Work item:
Look through the records below and collect all lines that hold the string "every".
........
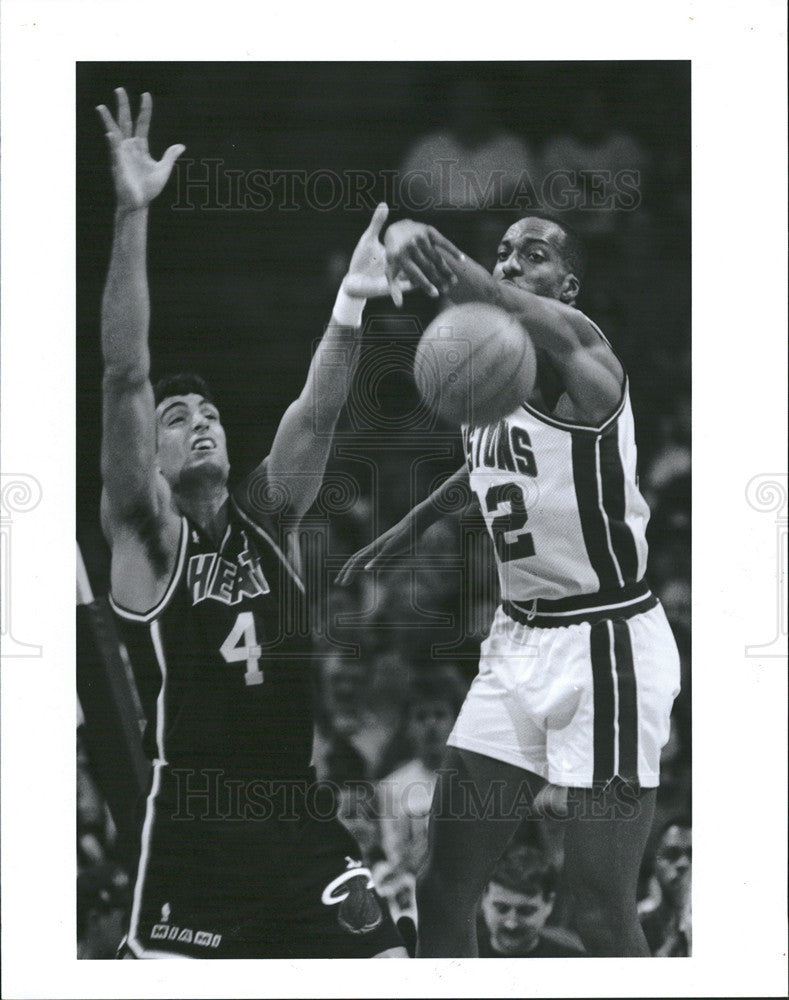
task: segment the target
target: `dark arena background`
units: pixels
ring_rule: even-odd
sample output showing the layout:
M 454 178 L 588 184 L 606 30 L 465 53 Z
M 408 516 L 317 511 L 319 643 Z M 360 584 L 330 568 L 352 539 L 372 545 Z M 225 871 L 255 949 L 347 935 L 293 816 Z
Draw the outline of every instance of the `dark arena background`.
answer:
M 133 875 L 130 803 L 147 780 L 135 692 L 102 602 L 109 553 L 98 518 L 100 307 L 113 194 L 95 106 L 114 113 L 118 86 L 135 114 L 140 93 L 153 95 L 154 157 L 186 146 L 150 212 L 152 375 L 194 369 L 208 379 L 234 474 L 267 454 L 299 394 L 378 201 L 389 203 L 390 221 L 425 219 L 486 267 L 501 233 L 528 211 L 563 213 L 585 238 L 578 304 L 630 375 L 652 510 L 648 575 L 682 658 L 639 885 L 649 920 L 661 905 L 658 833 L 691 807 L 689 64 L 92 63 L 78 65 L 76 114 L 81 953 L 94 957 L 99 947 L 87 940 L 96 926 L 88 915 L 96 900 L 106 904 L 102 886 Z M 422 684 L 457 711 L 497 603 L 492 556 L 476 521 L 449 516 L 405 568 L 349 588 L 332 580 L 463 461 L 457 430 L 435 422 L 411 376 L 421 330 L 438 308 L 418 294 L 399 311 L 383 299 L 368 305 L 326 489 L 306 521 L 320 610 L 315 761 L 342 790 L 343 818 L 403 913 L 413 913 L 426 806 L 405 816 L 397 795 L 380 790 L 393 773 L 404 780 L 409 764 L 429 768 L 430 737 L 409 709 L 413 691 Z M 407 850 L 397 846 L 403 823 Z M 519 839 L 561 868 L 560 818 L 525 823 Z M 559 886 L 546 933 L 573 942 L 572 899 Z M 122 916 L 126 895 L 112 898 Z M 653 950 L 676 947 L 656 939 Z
........
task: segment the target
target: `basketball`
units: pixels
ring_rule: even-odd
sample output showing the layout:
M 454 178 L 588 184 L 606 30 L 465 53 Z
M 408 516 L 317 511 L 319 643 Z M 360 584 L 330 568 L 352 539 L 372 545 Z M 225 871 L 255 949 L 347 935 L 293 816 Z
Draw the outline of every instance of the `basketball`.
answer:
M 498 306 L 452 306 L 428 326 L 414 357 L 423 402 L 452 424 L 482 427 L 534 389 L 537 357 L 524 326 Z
........
Solution to this exercise:
Draw the outline of every instance of the `dark arena background`.
Draw the outline of every instance of the `basketball`.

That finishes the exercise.